Output exactly the lines between the line that contains "Mark every instance of the silver" and the last line of the material, counting both.

______________________________

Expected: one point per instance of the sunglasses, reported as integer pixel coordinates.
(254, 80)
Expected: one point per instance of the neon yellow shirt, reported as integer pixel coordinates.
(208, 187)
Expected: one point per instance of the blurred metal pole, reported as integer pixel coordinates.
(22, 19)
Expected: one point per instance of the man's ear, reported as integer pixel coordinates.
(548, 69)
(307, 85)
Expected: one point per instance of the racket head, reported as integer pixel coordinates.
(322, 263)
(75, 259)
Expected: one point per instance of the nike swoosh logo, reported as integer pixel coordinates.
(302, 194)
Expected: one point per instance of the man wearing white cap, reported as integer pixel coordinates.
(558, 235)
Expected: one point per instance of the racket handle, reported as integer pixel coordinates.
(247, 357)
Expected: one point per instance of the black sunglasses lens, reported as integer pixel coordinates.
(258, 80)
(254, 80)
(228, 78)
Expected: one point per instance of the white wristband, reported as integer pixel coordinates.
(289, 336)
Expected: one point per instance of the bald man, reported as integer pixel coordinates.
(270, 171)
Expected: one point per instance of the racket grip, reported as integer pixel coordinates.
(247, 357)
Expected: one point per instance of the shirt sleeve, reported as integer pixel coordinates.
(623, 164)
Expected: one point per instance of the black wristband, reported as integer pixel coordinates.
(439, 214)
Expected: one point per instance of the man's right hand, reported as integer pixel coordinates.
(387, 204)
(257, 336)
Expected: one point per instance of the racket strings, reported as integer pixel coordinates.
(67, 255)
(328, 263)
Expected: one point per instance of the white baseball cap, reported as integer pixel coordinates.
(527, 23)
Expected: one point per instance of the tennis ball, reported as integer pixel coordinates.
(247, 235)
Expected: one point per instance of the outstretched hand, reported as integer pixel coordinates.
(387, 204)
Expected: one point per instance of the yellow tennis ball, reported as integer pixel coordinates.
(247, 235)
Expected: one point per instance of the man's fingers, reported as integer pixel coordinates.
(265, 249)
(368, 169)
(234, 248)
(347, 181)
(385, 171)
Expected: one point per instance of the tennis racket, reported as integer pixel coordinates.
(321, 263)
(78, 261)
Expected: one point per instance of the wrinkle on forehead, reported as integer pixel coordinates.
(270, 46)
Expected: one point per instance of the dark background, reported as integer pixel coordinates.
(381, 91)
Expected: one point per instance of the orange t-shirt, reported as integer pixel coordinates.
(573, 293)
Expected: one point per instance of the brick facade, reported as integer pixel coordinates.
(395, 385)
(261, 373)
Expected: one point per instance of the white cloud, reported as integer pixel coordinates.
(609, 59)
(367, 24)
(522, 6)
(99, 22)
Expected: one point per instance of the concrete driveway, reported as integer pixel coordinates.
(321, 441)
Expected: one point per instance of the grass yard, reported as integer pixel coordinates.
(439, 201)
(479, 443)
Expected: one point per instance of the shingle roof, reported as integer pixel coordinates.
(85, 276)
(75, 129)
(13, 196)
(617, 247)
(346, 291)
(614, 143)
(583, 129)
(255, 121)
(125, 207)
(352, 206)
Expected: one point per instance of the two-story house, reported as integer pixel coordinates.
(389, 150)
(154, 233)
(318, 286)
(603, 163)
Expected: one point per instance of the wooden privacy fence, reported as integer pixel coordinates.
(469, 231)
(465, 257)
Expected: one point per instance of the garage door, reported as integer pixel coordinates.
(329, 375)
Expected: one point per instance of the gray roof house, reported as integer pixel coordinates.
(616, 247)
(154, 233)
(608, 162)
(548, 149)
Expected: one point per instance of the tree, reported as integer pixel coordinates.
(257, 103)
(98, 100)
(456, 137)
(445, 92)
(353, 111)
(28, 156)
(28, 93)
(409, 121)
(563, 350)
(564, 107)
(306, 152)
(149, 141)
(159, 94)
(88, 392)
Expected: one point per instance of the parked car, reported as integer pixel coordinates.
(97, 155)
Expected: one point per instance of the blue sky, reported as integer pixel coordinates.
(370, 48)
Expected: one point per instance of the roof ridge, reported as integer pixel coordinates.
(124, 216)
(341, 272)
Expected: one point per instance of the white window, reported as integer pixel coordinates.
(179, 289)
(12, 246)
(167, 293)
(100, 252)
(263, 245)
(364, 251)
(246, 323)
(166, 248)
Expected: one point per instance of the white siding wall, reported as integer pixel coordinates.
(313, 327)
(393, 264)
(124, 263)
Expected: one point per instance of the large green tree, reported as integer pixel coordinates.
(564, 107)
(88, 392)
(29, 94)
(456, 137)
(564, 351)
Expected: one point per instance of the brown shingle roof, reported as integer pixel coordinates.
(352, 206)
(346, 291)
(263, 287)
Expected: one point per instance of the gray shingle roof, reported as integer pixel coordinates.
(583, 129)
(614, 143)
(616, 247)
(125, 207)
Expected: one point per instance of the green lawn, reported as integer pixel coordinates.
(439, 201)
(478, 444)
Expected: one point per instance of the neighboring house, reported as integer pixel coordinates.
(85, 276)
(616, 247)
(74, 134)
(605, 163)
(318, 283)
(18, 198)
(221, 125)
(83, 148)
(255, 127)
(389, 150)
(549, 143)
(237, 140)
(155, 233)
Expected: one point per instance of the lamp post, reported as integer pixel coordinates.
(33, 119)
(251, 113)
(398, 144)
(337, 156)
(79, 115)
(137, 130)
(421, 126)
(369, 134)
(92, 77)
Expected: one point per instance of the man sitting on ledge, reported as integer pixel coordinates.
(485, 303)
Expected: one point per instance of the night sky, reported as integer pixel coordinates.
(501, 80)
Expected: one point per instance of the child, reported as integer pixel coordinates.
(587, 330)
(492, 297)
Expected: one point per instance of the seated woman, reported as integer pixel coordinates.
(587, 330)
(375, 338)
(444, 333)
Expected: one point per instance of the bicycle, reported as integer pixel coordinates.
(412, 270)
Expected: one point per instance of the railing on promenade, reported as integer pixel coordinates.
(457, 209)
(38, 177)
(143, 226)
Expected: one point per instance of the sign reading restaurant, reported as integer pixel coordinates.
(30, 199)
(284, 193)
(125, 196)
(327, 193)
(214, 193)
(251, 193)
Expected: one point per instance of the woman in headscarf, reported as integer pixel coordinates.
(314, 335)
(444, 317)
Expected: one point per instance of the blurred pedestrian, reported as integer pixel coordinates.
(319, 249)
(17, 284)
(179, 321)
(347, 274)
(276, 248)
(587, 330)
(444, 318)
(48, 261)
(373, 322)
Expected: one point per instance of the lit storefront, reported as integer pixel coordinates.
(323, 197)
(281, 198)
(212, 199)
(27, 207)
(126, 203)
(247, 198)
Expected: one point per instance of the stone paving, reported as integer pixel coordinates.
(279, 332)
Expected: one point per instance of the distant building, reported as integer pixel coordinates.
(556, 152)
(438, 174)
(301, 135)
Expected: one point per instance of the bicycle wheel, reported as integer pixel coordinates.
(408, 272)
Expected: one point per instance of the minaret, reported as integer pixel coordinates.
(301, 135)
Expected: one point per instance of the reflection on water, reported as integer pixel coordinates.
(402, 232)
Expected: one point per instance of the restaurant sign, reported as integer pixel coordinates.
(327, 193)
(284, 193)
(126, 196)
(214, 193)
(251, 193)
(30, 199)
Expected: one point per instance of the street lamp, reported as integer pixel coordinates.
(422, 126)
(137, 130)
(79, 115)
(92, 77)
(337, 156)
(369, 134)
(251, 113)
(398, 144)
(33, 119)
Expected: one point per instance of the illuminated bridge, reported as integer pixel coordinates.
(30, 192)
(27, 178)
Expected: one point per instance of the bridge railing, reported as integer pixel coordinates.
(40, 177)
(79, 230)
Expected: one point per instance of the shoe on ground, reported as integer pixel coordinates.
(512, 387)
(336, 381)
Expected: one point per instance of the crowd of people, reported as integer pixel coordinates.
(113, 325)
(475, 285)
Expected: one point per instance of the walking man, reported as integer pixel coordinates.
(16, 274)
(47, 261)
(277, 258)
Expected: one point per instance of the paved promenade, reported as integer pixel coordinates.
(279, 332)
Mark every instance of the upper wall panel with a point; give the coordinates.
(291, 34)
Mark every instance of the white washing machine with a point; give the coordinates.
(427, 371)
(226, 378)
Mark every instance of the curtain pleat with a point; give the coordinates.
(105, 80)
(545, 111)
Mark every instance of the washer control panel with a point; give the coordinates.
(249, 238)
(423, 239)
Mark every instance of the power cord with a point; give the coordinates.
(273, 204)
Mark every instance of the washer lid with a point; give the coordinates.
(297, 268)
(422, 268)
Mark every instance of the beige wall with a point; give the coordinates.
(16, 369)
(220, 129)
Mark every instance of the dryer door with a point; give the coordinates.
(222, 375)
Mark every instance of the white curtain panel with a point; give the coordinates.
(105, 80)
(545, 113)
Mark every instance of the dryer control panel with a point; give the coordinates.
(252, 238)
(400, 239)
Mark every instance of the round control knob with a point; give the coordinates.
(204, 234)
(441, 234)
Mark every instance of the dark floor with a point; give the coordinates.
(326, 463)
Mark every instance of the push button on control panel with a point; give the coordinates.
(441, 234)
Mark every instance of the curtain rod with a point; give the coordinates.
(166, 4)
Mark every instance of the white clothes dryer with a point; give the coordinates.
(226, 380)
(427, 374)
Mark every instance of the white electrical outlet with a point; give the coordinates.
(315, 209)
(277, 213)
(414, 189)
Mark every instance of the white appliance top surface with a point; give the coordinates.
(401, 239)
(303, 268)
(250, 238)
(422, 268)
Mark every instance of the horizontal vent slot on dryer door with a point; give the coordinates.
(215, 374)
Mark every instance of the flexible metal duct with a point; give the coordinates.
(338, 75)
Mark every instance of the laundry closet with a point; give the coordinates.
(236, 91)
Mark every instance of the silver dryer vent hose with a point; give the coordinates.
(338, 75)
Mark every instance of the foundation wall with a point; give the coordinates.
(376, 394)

______________________________

Exercise output =
Mark every instance of the silver dryer vent hose with a point; give the coordinates.
(338, 75)
Mark every instance of the foundation wall with a point; give the coordinates.
(376, 394)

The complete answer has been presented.